• Dataset records

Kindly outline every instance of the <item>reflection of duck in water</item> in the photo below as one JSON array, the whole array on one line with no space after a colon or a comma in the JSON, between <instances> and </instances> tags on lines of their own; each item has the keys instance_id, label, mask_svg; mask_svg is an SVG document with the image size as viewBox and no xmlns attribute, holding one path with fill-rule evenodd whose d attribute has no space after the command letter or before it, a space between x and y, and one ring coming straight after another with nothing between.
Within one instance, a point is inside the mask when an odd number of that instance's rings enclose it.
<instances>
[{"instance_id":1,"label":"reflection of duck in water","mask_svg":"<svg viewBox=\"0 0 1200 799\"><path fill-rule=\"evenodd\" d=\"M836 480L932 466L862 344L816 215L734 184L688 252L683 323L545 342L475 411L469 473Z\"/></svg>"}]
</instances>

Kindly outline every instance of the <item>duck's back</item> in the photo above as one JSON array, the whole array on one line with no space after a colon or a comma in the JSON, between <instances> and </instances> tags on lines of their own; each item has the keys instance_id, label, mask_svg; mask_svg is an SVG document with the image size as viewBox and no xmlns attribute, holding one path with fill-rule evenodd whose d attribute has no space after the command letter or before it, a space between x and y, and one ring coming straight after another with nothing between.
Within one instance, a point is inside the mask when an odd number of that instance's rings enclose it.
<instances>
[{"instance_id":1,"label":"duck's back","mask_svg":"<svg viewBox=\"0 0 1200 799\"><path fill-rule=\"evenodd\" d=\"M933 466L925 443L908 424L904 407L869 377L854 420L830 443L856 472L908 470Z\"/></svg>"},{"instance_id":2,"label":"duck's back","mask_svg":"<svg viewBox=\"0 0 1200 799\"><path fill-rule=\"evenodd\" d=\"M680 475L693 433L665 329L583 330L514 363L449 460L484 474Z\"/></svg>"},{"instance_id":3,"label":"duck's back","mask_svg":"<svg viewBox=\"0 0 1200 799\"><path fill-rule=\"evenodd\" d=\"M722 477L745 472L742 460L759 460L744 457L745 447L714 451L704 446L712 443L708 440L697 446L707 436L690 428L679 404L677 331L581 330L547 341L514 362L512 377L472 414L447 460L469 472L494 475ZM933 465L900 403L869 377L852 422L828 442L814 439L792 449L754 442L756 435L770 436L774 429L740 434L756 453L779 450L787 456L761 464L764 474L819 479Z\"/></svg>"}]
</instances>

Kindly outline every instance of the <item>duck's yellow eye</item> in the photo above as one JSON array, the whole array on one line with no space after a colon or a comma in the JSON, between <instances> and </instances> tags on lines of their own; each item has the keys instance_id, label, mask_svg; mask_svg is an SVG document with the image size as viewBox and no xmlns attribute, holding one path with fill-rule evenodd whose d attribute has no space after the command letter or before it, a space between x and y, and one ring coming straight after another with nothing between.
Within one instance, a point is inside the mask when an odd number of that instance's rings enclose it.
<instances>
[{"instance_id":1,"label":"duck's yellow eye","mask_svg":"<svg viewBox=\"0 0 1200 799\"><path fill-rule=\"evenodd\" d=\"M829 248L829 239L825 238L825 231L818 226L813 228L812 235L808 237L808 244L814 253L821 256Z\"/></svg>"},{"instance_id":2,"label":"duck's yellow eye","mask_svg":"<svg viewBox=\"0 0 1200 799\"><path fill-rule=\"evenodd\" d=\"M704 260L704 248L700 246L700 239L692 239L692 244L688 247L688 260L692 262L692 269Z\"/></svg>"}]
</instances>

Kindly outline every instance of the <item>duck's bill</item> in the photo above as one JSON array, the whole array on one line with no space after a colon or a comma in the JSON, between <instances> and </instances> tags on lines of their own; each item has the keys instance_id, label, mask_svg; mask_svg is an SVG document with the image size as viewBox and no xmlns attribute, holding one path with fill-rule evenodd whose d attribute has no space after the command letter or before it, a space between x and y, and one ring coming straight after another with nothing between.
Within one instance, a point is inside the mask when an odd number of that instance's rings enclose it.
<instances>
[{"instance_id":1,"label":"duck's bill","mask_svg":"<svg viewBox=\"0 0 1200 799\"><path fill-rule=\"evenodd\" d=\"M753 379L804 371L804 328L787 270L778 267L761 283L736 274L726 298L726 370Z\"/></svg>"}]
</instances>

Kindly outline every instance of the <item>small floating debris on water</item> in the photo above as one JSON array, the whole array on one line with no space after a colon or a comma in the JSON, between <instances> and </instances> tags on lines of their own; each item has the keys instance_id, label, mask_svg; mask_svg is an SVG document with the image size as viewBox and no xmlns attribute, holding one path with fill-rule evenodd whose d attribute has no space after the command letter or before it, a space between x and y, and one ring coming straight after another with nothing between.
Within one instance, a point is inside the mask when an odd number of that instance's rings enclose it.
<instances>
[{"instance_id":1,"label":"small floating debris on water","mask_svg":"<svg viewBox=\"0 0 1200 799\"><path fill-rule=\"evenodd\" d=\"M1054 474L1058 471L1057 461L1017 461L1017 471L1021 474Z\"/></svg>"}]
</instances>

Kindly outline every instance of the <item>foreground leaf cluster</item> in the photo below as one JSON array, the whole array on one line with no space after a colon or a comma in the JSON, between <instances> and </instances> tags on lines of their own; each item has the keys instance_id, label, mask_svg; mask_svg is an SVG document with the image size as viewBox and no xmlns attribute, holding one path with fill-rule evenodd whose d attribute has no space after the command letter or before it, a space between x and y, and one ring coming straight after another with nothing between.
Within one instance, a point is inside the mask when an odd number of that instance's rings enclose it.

• Problem description
Every entry should be given again exactly as written.

• Answer space
Kindly outline every instance of the <item>reflection of duck in water</item> in the photo below as one JSON array, the whole array on one line with no space after a colon or a comma in the JSON, between <instances> and </instances> tags on lines of their own; each item has the keys instance_id, label, mask_svg; mask_svg is an SVG document with the image size as viewBox and no xmlns attribute, holding one path with fill-rule evenodd whose d attribute has no space after the command letter or before it, a space between x and y, and one ring coming straight after another with nothing between.
Within one instance, a point is inside the mask when an odd number of that instance's rings enclose it.
<instances>
[{"instance_id":1,"label":"reflection of duck in water","mask_svg":"<svg viewBox=\"0 0 1200 799\"><path fill-rule=\"evenodd\" d=\"M836 480L932 466L862 344L816 215L734 184L688 252L683 323L545 342L475 411L469 473Z\"/></svg>"}]
</instances>

Kindly outline every instance of the <item>duck's back</item> in the photo above as one JSON array, the whole array on one line with no space after a colon or a comma in the JSON, between <instances> and </instances> tags on lines of their own; each item has the keys instance_id, label, mask_svg; mask_svg is an SVG document with the image size as viewBox and no xmlns attribute, holding one path with fill-rule evenodd whose d attribute has no space after the command letter or before it, a space between x and y, and one ring coming straight after another with nothing between.
Within one instance, a point is inside the mask when an odd number of that instance's rings enclose it.
<instances>
[{"instance_id":1,"label":"duck's back","mask_svg":"<svg viewBox=\"0 0 1200 799\"><path fill-rule=\"evenodd\" d=\"M933 466L925 443L908 424L904 407L869 377L854 420L830 443L856 472L908 470Z\"/></svg>"},{"instance_id":2,"label":"duck's back","mask_svg":"<svg viewBox=\"0 0 1200 799\"><path fill-rule=\"evenodd\" d=\"M680 475L693 433L665 329L583 330L514 363L449 460L484 474Z\"/></svg>"},{"instance_id":3,"label":"duck's back","mask_svg":"<svg viewBox=\"0 0 1200 799\"><path fill-rule=\"evenodd\" d=\"M722 477L745 472L742 460L759 460L744 457L745 447L714 451L704 446L712 443L708 440L697 446L707 436L690 428L679 404L677 331L581 330L547 341L514 362L512 377L472 414L447 460L469 472L494 475ZM933 465L900 403L869 377L852 422L828 442L814 439L792 449L754 442L756 435L770 436L774 429L740 434L756 453L779 450L787 456L761 464L764 474L819 479Z\"/></svg>"}]
</instances>

Kindly outline every instance of the <item>duck's yellow eye</item> in the photo above as one JSON array, the whole array on one line with no space after a colon or a comma in the JSON, between <instances> and </instances> tags on lines of their own; each item has the keys instance_id, label, mask_svg; mask_svg is an SVG document with the image size as viewBox and no xmlns attribute, holding one path with fill-rule evenodd whose d attribute has no space after the command letter or before it, a space between x and y, and one ring coming straight after another with nothing between.
Within one instance, a point is inside the mask when an odd number of that instance's rings enclose it.
<instances>
[{"instance_id":1,"label":"duck's yellow eye","mask_svg":"<svg viewBox=\"0 0 1200 799\"><path fill-rule=\"evenodd\" d=\"M829 248L829 239L825 238L825 231L818 226L813 228L812 235L808 237L808 244L814 253L821 256Z\"/></svg>"},{"instance_id":2,"label":"duck's yellow eye","mask_svg":"<svg viewBox=\"0 0 1200 799\"><path fill-rule=\"evenodd\" d=\"M704 260L704 248L700 246L700 239L692 239L692 244L688 247L688 260L692 262L692 269Z\"/></svg>"}]
</instances>

Kindly outline every instance of the <item>duck's bill</item> in the photo above as one JSON array, the whole array on one line with no space after a colon or a comma in the JSON, between <instances> and </instances> tags on lines of their own; each item has the keys instance_id, label, mask_svg; mask_svg is an SVG document with the image size as viewBox and no xmlns attribute, holding one path with fill-rule evenodd whose d attribute has no space after the command letter or before it, a space between x and y, and one ring coming straight after another with nothing between.
Within one instance, a point is inside the mask when an odd number of that instance's rings enclose it.
<instances>
[{"instance_id":1,"label":"duck's bill","mask_svg":"<svg viewBox=\"0 0 1200 799\"><path fill-rule=\"evenodd\" d=\"M753 379L804 371L804 328L787 270L778 267L761 283L736 274L726 298L726 370Z\"/></svg>"}]
</instances>

Kindly outline every instance of the <item>small floating debris on water</item> in the photo above as one JSON array, the whole array on one line with no space after a colon or a comma in the JSON, between <instances> and </instances> tags on lines of their own; each item has the keys instance_id, label, mask_svg; mask_svg is an SVG document with the image size as viewBox and no xmlns attribute, holding one path with fill-rule evenodd whose d attribute has no space after the command letter or before it, a space between x and y, and one ring coming straight after another with nothing between.
Within one instance, a point is inside the mask when an odd number of that instance's rings enclose it.
<instances>
[{"instance_id":1,"label":"small floating debris on water","mask_svg":"<svg viewBox=\"0 0 1200 799\"><path fill-rule=\"evenodd\" d=\"M1054 474L1058 471L1057 461L1017 461L1017 471L1021 474Z\"/></svg>"}]
</instances>

Kindly outline every instance of the <item>foreground leaf cluster</item> in the photo below as one JSON array, the whole array on one line with no space after a colon or a comma in the JSON, between <instances> and </instances> tags on lines of their own; each item has the keys instance_id, label, mask_svg; mask_svg is an SVG document with the image size as viewBox and no xmlns attribute, holding one path with fill-rule evenodd whose d attribute has no space after the command letter or before it, a space between x and y, and one ring coming straight after another with nothing between.
Within one instance, a point is inside the mask when an odd number of that instance's rings enclose it.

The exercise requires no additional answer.